§ EXERCISE TASKS
- 1) From the abstract on the Kernel Energy Method, extract the passage that begins at the words "KEM is generalized" and ends after the words "molecule molecular orbitals.".
- 2) In the abstract on the Kernel Energy Method, what is the name for the disjoint subsets that a system of atoms is decomposed into?
- 3) Pick up the abstract on the Kernel Energy Method from its last sentence and write what follows.

***** TEXT EXCERPT

Date of Degree


Document Type


Degree Name





Louis J. Massa

Committee Members

Leon Cohen

Steve G. Greenbaum

John Lombardi

Cherif F. Matta

Subject Categories

Quantum Physics


kernel energy method, density matrix, N-representability, water cluster


The Kernel Energy Method (KEM) delivers accurate full molecule energies using less computational resources than standard ab-initio quantum chemical approaches. KEM achieves this efficiency by decomposing a system of atoms into disjoint subsets called kernels. The results of full ab-initio calculations on each individual single kernel and on each double kernel formed by the union of each pair of single kernels are combined in an equation of a form that is specific to KEM to provide an approximation to the full molecule energy. KEM has been demonstrated to give accurate molecular energies over a wide range of systems, chemical methods and basis sets. The efficiency of KEM makes calculations on large systems tractable. It has been shown to be accurate for calculations on large biomolecules including proteins and DNA.

KEM has recently been generalized to provide the one-body density matrix for the full molecule. This generalization greatly expands the utility of the method since the density matrix enables simple calculation of the expectation value of any observable associated with a one-body operator. More importantly, the generalization enables results from KEM to be constrained to satisfy essential quantum mechanical conditions.

KEM is generalized to density matrices by taking the density matrices obtained from the single and double kernels and adapting them to the full molecule basis. These augmented kernel density matrices are summed according to the standard KEM expansion. This initial matrix does not necessarily correspond to a valid quantum mechanical N-electron wavefunction which is normalized and obeys the Pauli principle. Such a density matrix is called N-representable. N-representability is imposed on the initial matrix by using the Clinton equations, which deliver a single-determinant N-representable one-body density matrix. Single-determinant N-representability is ensured by enforcing the density matrix to be a normalized projector. Such normalized projectors are factorizable into matrices which deliver full molecule molecular orbitals.

**********
***** RECORDS SHOWN

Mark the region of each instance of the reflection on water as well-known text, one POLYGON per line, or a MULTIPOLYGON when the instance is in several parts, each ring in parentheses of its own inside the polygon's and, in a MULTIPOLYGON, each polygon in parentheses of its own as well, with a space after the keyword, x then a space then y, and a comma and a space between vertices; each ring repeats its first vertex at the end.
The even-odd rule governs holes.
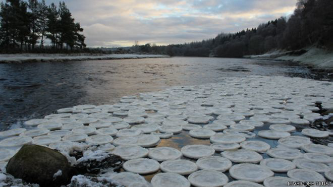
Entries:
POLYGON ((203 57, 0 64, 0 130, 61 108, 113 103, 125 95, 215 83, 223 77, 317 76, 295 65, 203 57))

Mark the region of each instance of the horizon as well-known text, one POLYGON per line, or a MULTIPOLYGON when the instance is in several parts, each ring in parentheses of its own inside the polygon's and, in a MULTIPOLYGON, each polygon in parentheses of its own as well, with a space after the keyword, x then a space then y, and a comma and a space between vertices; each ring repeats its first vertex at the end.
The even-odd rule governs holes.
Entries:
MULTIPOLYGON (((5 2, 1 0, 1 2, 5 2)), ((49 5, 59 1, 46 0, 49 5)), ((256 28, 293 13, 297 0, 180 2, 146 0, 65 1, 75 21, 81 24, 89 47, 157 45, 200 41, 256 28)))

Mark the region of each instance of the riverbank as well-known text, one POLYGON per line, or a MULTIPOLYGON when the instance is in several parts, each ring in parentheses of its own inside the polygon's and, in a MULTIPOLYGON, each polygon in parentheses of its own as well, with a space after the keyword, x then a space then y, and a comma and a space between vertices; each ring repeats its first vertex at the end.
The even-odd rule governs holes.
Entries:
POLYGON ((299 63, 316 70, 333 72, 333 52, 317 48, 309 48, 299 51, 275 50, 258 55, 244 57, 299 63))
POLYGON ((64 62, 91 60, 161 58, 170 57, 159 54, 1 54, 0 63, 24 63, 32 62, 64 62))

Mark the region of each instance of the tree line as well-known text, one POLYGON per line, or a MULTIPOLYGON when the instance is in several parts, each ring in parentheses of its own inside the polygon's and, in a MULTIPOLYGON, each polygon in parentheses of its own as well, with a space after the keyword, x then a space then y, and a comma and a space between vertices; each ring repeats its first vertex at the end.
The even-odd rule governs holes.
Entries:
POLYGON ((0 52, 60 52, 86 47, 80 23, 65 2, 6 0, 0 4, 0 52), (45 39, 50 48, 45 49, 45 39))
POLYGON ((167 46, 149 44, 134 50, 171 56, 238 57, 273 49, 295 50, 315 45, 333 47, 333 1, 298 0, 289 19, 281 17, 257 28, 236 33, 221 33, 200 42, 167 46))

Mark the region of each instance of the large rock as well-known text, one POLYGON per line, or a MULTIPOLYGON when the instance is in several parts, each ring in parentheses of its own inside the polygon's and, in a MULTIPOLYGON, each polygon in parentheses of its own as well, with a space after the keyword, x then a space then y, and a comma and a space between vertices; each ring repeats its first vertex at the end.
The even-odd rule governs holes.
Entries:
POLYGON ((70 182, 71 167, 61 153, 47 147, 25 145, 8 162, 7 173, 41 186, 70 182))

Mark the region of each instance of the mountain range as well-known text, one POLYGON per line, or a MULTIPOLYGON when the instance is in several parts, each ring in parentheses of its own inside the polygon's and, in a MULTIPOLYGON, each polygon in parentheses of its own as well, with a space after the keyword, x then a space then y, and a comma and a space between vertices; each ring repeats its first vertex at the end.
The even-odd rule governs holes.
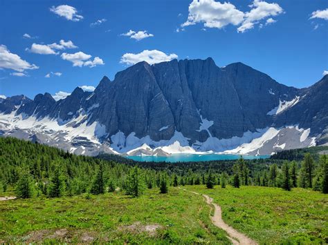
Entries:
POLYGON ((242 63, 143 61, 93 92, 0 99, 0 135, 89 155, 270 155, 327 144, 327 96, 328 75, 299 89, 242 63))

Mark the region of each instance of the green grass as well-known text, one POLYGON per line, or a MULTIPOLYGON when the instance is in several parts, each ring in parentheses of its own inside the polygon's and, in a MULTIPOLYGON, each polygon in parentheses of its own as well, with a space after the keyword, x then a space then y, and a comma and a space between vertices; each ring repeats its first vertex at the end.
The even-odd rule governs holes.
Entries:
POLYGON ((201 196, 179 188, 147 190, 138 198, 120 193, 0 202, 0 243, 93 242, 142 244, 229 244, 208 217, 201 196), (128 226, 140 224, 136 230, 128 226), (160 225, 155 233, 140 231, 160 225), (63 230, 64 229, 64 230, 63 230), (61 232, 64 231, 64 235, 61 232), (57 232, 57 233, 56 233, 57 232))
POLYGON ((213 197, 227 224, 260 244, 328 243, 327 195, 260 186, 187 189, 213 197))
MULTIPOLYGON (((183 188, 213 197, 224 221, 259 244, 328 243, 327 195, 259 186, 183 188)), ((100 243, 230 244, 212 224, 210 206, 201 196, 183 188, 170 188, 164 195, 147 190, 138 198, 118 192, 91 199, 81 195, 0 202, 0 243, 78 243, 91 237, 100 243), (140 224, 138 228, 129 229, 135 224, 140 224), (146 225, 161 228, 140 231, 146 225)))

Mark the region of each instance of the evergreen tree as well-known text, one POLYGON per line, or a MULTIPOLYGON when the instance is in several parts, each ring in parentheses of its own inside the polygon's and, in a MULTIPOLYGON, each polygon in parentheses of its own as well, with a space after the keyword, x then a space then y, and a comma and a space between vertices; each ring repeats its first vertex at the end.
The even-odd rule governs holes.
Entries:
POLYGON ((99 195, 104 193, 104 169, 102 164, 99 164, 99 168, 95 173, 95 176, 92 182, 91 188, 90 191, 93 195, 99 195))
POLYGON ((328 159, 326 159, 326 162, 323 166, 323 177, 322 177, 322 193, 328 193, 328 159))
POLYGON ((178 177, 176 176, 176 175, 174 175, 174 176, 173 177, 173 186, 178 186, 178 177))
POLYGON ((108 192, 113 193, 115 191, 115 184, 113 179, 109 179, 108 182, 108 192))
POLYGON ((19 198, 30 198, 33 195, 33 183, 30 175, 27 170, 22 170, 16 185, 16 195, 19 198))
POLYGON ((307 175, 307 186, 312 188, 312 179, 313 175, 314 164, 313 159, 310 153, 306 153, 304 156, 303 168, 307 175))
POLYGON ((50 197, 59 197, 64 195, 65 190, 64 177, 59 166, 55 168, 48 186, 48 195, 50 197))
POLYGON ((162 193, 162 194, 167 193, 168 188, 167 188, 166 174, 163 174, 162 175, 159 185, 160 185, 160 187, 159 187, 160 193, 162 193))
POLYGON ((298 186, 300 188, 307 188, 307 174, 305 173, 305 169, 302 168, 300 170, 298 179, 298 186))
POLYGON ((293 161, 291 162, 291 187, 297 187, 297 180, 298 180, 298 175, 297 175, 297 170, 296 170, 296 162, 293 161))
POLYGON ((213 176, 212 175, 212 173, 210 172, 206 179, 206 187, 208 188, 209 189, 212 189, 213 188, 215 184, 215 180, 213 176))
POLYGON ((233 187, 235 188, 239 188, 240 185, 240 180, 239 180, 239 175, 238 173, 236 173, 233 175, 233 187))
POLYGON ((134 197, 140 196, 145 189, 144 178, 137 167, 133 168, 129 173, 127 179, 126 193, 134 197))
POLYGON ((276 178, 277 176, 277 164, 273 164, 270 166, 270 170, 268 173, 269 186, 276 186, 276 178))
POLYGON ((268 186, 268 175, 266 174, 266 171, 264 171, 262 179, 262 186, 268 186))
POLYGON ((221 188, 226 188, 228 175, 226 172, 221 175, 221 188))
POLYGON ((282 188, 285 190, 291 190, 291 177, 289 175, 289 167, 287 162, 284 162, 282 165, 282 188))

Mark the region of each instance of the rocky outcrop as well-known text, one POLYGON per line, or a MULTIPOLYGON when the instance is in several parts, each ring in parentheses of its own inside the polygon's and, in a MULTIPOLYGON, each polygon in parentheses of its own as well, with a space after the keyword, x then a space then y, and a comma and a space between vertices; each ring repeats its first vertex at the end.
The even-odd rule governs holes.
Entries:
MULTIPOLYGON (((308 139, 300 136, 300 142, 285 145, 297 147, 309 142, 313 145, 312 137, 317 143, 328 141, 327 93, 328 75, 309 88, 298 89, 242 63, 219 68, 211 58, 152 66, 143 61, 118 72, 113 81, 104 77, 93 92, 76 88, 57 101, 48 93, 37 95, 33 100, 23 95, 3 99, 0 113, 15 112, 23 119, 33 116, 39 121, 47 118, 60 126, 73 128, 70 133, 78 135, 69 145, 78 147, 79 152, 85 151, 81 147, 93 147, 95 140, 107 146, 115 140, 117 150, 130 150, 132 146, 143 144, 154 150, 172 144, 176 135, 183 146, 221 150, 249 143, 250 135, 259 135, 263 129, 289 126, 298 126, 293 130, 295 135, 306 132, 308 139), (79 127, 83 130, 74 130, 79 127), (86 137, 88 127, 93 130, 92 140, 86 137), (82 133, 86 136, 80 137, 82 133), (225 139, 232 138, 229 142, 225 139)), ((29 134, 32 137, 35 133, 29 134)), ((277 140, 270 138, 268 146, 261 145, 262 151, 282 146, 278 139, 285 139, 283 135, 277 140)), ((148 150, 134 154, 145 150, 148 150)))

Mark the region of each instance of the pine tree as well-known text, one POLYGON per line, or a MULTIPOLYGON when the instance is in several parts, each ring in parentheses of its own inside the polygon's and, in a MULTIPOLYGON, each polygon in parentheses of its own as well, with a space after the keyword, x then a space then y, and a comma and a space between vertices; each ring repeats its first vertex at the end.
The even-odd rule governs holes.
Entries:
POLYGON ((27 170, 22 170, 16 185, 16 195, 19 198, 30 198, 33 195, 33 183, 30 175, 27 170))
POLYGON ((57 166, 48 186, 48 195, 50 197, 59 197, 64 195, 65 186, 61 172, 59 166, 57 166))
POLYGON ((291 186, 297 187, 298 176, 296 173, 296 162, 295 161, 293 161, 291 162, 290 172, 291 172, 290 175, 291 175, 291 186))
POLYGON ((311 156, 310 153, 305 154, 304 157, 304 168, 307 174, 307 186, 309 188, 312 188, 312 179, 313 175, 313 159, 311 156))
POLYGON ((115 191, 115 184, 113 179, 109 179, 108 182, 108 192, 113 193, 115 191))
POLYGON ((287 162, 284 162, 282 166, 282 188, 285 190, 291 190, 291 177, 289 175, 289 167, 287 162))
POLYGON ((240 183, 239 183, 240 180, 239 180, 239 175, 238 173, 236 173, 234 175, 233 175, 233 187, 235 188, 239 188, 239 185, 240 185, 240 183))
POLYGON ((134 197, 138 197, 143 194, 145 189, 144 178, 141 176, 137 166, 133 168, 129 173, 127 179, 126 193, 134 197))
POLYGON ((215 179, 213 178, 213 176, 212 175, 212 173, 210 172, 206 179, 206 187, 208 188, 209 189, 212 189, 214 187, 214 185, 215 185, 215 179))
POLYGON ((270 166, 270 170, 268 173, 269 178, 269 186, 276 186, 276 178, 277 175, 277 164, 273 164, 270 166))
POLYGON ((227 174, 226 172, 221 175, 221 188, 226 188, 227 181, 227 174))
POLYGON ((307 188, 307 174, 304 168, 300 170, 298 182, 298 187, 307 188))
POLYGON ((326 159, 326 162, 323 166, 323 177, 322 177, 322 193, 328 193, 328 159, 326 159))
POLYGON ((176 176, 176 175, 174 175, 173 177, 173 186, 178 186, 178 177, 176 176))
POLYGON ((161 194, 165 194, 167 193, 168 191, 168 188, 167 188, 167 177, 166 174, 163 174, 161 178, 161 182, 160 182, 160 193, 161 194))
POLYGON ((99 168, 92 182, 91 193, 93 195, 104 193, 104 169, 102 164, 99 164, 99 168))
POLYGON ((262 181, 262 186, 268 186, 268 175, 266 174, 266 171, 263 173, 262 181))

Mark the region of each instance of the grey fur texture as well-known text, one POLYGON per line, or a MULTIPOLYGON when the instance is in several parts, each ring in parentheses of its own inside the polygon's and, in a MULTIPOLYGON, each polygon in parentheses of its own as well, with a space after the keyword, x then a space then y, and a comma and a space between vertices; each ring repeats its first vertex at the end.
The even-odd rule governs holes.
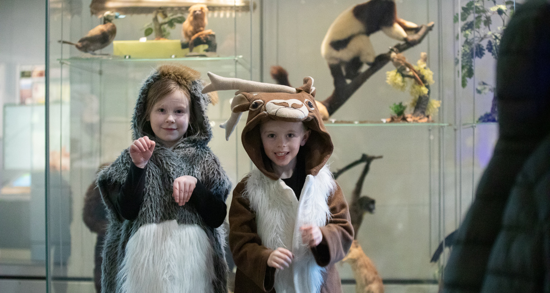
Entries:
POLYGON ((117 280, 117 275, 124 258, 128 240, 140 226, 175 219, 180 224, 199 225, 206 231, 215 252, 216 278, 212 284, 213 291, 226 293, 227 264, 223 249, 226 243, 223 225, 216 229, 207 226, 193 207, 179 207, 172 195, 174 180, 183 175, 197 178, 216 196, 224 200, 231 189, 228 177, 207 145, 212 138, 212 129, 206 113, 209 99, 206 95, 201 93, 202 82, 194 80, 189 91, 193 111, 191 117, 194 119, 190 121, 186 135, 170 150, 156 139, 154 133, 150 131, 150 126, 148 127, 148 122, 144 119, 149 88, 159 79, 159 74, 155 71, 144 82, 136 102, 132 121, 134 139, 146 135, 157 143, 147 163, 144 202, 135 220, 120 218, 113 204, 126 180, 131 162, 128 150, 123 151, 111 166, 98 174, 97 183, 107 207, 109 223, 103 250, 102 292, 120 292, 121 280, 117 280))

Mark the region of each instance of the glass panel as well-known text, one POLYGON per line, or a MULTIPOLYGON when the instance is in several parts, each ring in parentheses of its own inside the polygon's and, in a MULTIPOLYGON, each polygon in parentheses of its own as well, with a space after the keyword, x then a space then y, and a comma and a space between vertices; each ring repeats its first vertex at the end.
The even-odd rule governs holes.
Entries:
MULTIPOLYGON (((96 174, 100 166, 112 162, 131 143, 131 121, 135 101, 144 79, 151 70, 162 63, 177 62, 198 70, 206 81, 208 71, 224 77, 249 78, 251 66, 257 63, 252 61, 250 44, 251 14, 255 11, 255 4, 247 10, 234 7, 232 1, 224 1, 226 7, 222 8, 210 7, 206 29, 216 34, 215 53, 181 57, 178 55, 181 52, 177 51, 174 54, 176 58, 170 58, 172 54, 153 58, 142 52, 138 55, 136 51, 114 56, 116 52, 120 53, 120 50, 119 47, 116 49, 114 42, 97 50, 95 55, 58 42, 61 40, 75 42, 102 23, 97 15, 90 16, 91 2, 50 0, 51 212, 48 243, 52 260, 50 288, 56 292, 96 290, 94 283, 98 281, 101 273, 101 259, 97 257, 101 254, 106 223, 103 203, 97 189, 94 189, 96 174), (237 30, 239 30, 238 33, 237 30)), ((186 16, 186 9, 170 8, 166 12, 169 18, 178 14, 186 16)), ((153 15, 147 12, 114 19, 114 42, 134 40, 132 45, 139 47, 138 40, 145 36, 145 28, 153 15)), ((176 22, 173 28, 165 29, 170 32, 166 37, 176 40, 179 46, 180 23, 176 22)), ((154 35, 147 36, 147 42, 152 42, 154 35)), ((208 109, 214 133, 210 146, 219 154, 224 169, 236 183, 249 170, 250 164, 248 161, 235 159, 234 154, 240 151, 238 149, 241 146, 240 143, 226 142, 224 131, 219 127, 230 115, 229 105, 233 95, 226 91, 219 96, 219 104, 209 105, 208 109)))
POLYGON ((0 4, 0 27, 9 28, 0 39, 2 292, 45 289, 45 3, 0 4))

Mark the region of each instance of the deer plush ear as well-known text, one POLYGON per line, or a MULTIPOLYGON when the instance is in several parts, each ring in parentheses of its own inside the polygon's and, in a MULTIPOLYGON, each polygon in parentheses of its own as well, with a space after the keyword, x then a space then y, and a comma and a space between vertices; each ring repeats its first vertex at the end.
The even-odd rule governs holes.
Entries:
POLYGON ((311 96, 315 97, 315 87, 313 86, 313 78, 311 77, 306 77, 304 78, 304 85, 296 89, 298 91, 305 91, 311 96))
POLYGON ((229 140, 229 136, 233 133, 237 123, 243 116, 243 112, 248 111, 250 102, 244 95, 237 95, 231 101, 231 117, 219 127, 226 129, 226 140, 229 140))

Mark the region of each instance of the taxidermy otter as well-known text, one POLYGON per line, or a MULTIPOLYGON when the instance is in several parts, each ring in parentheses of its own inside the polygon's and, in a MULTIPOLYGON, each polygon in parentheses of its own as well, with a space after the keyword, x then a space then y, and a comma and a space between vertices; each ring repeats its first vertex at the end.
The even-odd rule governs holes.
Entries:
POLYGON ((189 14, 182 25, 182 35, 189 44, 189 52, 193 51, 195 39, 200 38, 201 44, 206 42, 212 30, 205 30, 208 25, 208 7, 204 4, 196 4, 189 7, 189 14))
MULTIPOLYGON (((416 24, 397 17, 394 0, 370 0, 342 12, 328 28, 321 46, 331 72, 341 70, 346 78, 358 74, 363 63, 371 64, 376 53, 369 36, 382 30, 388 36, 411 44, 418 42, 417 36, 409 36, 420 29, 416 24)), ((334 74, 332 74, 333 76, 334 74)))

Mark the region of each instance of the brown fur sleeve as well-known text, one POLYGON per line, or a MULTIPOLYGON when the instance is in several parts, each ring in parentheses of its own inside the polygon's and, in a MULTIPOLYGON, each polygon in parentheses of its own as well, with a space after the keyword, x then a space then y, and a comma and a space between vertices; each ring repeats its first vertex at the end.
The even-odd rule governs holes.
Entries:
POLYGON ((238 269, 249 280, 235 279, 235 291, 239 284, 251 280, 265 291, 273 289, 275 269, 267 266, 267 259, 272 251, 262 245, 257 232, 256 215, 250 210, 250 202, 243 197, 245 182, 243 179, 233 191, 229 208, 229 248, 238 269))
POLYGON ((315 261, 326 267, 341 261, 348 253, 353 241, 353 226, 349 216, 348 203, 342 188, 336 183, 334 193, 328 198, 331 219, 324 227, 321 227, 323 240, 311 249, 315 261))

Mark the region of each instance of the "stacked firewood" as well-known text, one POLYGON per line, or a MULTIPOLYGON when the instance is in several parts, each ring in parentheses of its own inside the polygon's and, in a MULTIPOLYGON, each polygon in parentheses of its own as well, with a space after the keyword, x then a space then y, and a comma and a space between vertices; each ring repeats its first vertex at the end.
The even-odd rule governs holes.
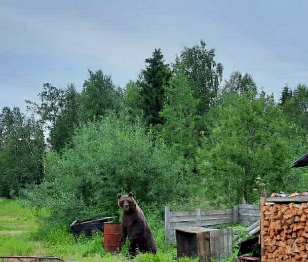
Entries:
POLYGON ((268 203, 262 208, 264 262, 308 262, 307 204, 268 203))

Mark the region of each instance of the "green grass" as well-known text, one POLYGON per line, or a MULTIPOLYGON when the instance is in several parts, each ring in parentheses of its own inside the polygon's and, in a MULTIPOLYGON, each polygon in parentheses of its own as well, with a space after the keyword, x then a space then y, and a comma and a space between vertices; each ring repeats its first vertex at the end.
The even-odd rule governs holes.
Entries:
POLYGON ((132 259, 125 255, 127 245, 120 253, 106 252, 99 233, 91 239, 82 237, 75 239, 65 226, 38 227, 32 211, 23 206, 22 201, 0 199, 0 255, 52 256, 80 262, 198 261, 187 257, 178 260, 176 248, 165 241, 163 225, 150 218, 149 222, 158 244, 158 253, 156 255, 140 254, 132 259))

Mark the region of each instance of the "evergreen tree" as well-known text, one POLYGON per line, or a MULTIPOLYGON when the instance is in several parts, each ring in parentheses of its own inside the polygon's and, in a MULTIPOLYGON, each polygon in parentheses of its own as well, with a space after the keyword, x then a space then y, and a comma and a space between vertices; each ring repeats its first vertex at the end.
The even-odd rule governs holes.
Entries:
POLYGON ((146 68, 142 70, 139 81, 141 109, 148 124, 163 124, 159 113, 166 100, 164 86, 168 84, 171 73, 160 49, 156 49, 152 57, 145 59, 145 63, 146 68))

**********

§ TASK-BY-TASK OUTPUTS
- 1)
KEM is generalized to density matrices by taking the density matrices obtained from the single and double kernels and adapting them to the full molecule basis. These augmented kernel density matrices are summed according to the standard KEM expansion. This initial matrix does not necessarily correspond to a valid quantum mechanical N-electron wavefunction which is normalized and obeys the Pauli principle. Such a density matrix is called N-representable. N-representability is imposed on the initial matrix by using the Clinton equations, which deliver a single-determinant N-representable one-body density matrix. Single-determinant N-representability is ensured by enforcing the density matrix to be a normalized projector. Such normalized projectors are factorizable into matrices which deliver full molecule molecular orbitals.

- 2) Kernels.

- 3)
Although energies have been demonstrated to be accurate in the original energy expansion form of KEM, there is no requirement that the energy corresponds to the expectation value of a valid quantum mechanical wavefunction. Because of this, there is no requirement that the energies satisfy the variational theorem. Imposing single-determinant N-representability on the KEM density matrix by using the Clinton equations recovers the variational bound on the energy obtained from KEM.

Recovery of the variational bound by the N-representable KEM density matrix has been demonstrated by calculations on several water clusters. Energies from full molecule restricted Hartree-Fock calculations were compared to energies obtained from the KEM energy expansion and to energies obtained from the KEM density matrix expansion which had N-representability imposed. In each case where the energy expansion gave energies that violated the variational bound the N-representable density matrix gave energies that satisfied the bound and in fact were more accurate than the simple energy expansion results.

The effect of imposing N-representability on the KEM density matrix has also been investigated in the context of Kohn-Sham Density Functional Theory (KS/DFT). Calculations on a simple noble gas system and a single water cluster were done. KS/DFT energies were compared to energies from the KEM energy expansion and energies associated with the KEM density matrix expansion on which N-representability was imposed. The energies from the KEM density matrix expansion made N-representable were more accurate than those obtained from straightforward KEM energy expansions in nearly all cases for the noble gas system. For the water cluster the accuracy of the energy obtained from the N-representable KEM density matrix was nearly four times closer to the energy calculated for the full system than the KEM energy expansion result.

The Clinton-purified N-representable matrix obtained from the KEM density expansion can be used to calculate expectation values for any one-electron operator. In particular, a KEM density matrix approach can be used in the study of quantum crystallography.